Set down exactly the lines that run from the line with "Objective — a point for each instance of the tree bark" to the end of the data, and nothing else.

# # # # #

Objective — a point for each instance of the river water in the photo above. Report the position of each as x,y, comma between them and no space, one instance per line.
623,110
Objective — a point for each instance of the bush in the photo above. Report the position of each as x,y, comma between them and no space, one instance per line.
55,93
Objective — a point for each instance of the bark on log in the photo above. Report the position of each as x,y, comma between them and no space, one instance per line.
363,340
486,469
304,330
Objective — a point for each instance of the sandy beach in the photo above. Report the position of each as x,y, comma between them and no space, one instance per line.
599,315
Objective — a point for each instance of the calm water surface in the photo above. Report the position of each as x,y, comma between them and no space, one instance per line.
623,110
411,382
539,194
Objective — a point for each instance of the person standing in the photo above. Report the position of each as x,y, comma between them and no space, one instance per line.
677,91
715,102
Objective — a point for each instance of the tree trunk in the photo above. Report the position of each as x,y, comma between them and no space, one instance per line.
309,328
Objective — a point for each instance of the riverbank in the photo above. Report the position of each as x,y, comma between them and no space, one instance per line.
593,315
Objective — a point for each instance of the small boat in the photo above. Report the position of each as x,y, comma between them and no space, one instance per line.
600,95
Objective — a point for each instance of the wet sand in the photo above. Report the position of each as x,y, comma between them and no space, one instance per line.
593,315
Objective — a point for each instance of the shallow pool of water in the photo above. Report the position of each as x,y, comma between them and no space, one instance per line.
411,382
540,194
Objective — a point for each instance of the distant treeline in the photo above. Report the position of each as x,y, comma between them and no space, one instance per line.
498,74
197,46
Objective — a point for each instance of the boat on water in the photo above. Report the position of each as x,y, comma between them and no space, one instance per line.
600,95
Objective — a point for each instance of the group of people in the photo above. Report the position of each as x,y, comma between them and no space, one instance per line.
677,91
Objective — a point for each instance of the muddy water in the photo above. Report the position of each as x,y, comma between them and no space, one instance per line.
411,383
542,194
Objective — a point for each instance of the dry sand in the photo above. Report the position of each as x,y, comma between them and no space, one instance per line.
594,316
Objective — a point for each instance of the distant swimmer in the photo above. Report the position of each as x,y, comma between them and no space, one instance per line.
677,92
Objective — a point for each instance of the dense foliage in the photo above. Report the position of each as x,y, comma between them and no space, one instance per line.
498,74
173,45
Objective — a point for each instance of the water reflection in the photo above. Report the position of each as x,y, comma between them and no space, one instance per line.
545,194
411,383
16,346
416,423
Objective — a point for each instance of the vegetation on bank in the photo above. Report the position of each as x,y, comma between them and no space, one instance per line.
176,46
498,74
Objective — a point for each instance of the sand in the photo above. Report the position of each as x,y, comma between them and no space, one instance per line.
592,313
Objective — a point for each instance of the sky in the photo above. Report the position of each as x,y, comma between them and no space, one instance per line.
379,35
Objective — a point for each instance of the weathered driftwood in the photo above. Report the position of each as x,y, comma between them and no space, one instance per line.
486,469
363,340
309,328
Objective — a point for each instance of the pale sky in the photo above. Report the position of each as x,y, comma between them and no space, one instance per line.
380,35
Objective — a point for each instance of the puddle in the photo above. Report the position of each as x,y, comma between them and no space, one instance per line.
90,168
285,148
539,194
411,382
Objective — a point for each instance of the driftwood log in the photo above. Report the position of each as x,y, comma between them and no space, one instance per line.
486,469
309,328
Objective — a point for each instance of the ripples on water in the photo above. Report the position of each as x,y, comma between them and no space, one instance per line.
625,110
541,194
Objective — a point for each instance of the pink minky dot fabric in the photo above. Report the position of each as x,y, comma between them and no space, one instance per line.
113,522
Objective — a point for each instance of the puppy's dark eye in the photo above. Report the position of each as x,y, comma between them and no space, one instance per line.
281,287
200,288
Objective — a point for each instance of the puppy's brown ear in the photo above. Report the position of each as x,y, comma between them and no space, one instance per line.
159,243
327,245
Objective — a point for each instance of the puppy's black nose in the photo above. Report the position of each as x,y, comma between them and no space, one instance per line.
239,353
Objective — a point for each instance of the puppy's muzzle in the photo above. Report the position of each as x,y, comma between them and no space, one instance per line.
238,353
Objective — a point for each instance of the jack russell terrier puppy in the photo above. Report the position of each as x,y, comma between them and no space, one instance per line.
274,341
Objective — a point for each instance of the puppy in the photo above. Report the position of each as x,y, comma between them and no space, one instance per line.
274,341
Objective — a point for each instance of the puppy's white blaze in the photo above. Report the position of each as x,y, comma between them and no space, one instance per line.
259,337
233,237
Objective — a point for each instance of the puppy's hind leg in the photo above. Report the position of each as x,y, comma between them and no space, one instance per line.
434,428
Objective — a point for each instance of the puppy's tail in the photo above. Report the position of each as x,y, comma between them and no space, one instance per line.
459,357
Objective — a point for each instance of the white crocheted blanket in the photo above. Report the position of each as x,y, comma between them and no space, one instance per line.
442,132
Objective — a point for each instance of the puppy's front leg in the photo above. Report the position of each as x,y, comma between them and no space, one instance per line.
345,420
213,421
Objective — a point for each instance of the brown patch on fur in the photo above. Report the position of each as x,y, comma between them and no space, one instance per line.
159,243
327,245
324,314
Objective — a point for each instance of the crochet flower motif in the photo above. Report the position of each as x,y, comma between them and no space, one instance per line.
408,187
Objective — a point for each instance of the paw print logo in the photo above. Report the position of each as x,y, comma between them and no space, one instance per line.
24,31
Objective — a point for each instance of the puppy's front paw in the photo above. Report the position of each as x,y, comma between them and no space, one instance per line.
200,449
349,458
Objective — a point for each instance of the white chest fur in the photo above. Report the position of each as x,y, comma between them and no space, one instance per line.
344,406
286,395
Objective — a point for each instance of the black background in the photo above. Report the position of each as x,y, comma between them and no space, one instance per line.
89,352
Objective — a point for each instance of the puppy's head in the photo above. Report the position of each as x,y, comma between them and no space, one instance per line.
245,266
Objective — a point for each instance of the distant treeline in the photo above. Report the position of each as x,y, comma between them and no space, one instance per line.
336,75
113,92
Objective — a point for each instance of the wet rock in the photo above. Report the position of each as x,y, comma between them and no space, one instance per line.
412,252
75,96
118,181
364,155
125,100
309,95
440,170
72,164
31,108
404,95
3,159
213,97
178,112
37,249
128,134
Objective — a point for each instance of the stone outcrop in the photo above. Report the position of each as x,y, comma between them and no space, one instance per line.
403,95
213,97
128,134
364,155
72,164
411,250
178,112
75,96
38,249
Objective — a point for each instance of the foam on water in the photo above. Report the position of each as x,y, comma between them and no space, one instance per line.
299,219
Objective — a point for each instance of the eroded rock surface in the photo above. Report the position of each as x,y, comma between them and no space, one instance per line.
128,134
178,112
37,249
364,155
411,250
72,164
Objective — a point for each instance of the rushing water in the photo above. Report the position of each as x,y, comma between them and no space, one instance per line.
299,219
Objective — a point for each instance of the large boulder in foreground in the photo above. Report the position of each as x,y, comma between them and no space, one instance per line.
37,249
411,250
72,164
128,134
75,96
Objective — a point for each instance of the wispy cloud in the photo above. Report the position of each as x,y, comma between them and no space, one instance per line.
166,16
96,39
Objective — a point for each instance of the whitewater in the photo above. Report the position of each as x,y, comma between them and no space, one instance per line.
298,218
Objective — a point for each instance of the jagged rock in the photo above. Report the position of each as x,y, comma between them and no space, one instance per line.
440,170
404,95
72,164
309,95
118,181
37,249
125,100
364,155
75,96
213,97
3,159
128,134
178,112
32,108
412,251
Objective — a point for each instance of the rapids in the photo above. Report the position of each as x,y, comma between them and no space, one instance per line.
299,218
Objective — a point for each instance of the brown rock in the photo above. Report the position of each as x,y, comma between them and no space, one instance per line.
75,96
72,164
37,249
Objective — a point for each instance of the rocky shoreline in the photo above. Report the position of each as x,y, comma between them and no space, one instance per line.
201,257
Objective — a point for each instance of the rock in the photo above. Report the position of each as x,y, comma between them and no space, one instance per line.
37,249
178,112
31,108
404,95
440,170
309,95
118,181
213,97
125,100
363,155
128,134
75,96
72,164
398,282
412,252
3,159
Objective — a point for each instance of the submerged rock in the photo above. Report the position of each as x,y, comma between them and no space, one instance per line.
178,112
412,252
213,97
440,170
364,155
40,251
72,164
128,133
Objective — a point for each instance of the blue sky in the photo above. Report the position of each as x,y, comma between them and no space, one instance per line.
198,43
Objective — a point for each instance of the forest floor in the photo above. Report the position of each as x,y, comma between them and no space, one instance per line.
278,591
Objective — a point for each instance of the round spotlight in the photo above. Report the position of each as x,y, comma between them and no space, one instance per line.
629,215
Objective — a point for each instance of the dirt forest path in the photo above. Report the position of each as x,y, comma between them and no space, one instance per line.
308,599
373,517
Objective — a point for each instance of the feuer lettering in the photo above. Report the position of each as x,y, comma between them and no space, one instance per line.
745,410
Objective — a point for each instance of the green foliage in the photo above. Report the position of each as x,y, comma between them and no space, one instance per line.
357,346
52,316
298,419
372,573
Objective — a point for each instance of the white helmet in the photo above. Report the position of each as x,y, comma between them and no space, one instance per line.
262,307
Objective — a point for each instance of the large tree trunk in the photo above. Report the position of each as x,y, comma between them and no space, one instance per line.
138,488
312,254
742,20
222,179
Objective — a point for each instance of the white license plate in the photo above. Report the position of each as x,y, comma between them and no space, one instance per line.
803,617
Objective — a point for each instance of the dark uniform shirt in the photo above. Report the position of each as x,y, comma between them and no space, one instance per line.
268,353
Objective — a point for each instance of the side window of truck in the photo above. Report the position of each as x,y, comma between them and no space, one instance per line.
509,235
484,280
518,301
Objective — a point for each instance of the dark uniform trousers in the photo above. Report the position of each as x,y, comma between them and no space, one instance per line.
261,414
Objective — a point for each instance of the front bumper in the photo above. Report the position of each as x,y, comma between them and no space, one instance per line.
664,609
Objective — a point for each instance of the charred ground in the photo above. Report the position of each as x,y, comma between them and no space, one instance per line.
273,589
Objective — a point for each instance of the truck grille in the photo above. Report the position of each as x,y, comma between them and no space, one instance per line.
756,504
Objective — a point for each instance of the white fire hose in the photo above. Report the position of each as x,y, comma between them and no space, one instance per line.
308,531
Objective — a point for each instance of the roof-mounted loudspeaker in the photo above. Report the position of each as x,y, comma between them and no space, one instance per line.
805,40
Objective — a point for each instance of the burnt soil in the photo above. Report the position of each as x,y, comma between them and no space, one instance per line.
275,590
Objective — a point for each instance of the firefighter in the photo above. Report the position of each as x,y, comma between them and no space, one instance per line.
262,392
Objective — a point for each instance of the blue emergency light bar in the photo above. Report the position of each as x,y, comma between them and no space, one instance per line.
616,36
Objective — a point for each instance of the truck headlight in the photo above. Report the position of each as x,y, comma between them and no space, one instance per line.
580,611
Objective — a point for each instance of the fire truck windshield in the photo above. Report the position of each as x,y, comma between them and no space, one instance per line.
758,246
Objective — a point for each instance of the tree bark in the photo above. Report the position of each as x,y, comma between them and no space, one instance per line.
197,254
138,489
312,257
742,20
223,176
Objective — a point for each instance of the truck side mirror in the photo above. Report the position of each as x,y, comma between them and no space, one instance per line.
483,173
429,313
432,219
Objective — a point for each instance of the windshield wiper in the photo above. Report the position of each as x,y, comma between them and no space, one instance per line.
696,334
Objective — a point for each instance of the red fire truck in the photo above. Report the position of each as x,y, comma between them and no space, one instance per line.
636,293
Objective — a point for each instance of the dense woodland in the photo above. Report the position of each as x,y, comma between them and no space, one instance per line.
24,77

# # # # #

_Correct result_.
Objective — a point for each instance of the tree bark in the photo above. Report the position of each as x,y, comma between them and no space, one instance per line.
197,254
138,489
312,257
742,20
223,176
Objective — a point for each instance of the truck side mirror in the photo above. Report the position of each as x,y, comma between them and no space, one instance per line.
483,173
429,313
432,219
Objective — a point for each instance of the windshield wiper in the photo above. Report the position of each as x,y, comma between them and no space, one instance per line.
696,334
Objective — a point for each instance of the red fire truck in the photo above. Report the position of each as x,y, comma between them and no space, one instance per line.
636,293
Objective — a point for each instance of the dense woodland in the photo above. Report the position of each as x,y, comma between them and no space, one instance per line.
24,77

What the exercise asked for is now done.